**REQUIRED WORK:**
Which of the lines below include "built"? Each one should be copied out.

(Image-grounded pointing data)
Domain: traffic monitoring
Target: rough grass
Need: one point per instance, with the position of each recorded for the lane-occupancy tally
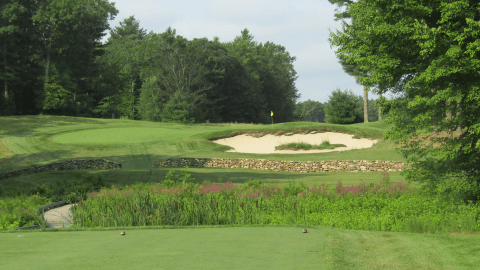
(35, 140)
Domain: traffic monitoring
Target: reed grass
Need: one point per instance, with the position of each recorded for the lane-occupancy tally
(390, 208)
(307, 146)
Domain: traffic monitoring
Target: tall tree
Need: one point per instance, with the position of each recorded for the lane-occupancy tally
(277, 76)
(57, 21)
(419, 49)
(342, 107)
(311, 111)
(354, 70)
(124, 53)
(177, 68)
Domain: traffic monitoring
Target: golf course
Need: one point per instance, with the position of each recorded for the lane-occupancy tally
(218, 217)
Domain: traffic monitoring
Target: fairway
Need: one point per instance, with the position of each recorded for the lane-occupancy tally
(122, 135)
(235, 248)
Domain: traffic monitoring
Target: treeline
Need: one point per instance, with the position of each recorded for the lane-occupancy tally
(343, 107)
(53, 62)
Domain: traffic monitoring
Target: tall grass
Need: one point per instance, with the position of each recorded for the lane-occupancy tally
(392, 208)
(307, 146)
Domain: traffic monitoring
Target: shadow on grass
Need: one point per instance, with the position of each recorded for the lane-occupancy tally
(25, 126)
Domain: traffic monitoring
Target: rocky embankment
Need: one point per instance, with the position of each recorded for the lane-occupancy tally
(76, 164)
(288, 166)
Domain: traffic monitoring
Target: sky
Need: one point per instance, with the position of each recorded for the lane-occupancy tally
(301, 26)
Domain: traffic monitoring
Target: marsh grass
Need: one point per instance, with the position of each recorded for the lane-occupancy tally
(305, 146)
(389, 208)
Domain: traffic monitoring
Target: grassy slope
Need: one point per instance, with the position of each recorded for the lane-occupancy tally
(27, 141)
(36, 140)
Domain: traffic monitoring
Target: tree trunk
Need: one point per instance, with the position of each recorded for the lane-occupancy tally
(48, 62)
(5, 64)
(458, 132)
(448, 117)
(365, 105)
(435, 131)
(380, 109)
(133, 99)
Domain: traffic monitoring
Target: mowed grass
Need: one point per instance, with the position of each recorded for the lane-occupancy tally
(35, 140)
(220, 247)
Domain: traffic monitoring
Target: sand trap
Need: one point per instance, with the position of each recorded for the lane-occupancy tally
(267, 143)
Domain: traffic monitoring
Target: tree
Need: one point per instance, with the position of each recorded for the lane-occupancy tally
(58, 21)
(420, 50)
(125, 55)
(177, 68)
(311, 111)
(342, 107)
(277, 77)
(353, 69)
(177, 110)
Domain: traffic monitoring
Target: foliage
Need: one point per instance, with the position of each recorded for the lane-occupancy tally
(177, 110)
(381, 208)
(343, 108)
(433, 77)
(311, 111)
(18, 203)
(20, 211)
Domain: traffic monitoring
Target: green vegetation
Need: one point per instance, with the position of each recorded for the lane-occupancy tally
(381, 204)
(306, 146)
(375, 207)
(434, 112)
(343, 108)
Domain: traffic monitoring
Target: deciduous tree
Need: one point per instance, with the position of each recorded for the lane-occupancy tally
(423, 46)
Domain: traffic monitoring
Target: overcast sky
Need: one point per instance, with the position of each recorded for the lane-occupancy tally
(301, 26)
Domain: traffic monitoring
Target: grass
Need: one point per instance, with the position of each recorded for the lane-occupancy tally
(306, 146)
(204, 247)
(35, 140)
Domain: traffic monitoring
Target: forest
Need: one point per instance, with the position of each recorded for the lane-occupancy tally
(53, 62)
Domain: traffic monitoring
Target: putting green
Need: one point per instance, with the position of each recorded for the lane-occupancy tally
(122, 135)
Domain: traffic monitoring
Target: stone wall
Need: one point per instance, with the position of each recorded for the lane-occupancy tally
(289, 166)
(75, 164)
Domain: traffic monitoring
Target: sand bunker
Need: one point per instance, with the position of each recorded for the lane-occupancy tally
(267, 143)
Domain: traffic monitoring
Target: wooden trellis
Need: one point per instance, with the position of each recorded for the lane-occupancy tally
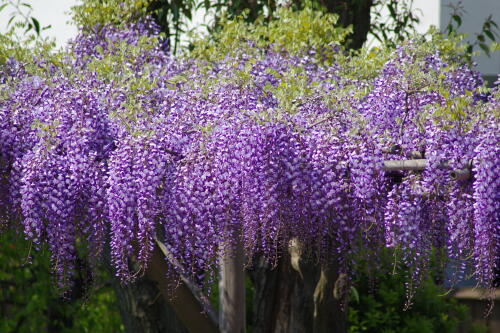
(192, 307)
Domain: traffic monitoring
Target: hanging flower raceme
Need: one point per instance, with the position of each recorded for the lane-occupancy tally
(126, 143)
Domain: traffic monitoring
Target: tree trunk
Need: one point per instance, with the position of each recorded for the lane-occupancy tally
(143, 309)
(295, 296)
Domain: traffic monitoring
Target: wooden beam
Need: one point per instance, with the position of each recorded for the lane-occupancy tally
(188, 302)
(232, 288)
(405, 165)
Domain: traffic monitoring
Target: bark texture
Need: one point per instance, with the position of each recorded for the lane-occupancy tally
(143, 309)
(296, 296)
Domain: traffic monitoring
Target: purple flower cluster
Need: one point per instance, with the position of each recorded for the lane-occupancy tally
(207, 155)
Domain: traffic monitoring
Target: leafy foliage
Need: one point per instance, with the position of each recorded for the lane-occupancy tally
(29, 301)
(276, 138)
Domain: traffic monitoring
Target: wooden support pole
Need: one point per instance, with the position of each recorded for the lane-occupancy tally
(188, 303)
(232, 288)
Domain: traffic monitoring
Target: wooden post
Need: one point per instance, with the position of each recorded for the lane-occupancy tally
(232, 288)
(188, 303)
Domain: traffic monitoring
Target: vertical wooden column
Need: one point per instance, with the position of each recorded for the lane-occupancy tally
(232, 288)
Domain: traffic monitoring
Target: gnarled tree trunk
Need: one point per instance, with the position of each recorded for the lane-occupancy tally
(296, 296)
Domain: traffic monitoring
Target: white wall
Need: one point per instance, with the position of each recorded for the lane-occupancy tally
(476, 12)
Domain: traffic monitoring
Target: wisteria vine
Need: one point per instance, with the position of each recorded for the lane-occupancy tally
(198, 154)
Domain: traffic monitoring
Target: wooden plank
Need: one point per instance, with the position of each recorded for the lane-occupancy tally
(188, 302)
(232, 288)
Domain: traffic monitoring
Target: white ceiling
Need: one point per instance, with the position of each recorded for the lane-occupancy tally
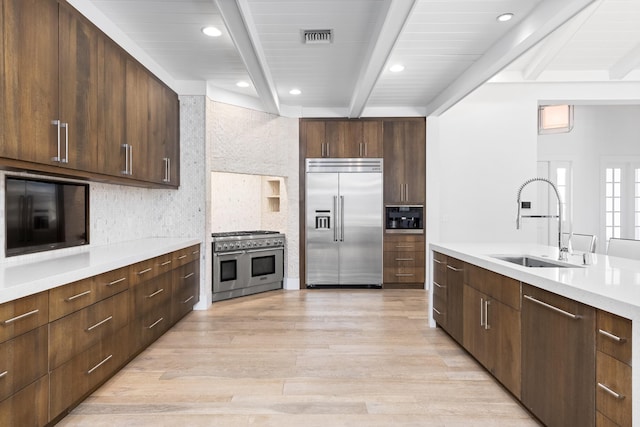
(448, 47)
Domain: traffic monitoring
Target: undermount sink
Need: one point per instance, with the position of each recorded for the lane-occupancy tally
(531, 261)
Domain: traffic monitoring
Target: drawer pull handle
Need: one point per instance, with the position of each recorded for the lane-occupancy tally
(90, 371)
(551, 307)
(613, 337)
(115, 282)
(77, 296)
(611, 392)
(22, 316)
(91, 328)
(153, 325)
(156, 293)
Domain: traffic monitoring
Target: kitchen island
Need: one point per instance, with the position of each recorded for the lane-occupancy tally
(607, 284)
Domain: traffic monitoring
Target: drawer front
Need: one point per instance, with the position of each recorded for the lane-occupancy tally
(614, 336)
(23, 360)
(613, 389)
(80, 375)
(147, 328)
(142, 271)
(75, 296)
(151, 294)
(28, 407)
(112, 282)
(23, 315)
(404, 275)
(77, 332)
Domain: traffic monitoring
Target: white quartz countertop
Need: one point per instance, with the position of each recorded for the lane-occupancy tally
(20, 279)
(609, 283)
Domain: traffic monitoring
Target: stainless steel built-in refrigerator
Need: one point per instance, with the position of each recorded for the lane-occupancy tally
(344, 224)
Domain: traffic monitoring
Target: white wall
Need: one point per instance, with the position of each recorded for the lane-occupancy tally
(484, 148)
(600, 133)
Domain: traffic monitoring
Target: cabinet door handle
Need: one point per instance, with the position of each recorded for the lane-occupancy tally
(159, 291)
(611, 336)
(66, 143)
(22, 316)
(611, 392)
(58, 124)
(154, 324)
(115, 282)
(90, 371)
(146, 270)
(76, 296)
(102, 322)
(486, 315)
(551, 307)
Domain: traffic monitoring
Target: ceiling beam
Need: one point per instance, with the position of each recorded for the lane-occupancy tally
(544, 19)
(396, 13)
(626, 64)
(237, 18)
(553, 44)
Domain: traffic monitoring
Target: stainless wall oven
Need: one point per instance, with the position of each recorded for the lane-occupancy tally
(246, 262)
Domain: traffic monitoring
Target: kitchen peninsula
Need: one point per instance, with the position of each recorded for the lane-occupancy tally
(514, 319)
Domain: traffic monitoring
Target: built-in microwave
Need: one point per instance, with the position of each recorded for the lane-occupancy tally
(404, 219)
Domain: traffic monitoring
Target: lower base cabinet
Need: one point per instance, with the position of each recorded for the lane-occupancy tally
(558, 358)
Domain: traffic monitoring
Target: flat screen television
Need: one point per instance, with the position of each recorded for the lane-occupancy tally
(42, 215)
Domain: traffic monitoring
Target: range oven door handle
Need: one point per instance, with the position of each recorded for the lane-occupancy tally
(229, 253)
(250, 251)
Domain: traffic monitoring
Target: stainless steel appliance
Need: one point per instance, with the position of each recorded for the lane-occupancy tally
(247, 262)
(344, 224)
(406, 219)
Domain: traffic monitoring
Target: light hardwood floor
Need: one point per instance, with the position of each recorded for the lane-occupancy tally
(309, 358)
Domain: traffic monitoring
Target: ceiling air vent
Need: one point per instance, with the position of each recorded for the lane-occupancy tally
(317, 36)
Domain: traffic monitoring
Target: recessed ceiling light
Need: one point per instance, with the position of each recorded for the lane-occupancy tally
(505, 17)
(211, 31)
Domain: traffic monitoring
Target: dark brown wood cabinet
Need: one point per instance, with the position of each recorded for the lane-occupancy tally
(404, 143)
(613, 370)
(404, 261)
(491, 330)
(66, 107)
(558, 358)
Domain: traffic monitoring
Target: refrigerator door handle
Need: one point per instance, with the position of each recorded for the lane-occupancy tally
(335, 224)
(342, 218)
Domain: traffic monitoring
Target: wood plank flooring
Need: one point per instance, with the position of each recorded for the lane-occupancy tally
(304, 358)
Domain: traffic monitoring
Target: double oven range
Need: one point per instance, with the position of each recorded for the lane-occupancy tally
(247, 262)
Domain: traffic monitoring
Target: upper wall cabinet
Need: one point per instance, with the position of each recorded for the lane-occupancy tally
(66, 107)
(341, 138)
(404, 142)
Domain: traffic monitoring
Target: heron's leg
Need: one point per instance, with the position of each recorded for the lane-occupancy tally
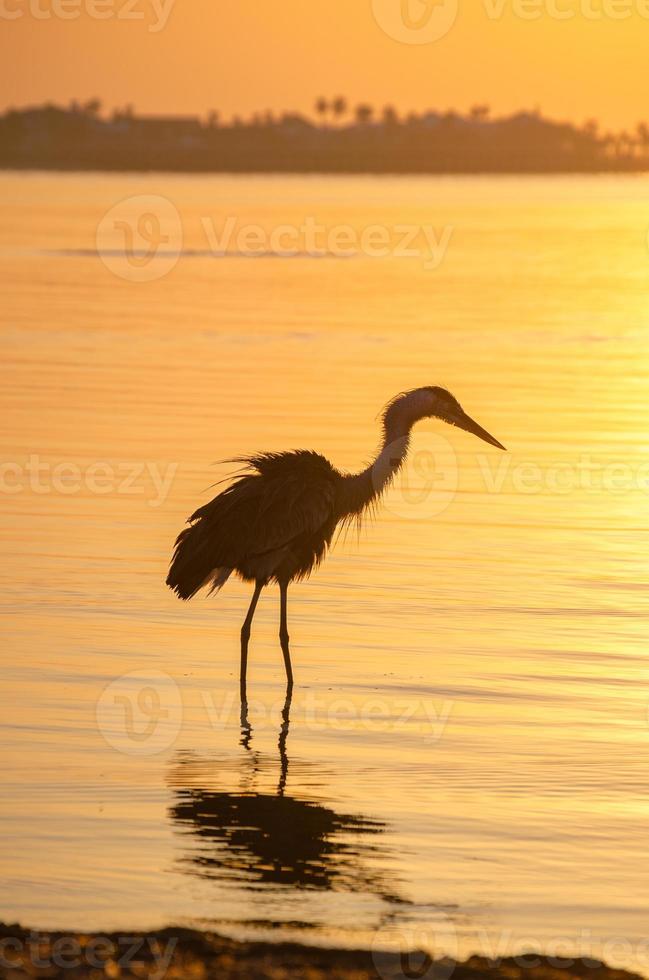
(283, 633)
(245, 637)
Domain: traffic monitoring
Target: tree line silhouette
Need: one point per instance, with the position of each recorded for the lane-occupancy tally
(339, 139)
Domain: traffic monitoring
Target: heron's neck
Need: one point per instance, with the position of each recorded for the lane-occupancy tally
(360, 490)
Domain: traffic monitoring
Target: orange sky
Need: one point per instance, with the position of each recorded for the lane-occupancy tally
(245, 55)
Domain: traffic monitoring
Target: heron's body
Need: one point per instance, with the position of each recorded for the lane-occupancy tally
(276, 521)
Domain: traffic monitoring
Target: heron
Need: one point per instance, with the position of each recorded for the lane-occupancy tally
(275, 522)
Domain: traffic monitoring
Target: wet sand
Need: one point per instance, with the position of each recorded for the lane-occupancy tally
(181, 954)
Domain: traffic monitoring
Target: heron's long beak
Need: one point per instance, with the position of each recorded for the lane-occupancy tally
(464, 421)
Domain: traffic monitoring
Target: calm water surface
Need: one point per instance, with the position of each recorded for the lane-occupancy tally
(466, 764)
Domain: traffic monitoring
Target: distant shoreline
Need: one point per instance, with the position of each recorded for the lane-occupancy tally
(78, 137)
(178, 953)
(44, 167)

**RESPONSE TO THE TASK:**
Target: stainless steel built-in refrigerator
Target: built-in microwave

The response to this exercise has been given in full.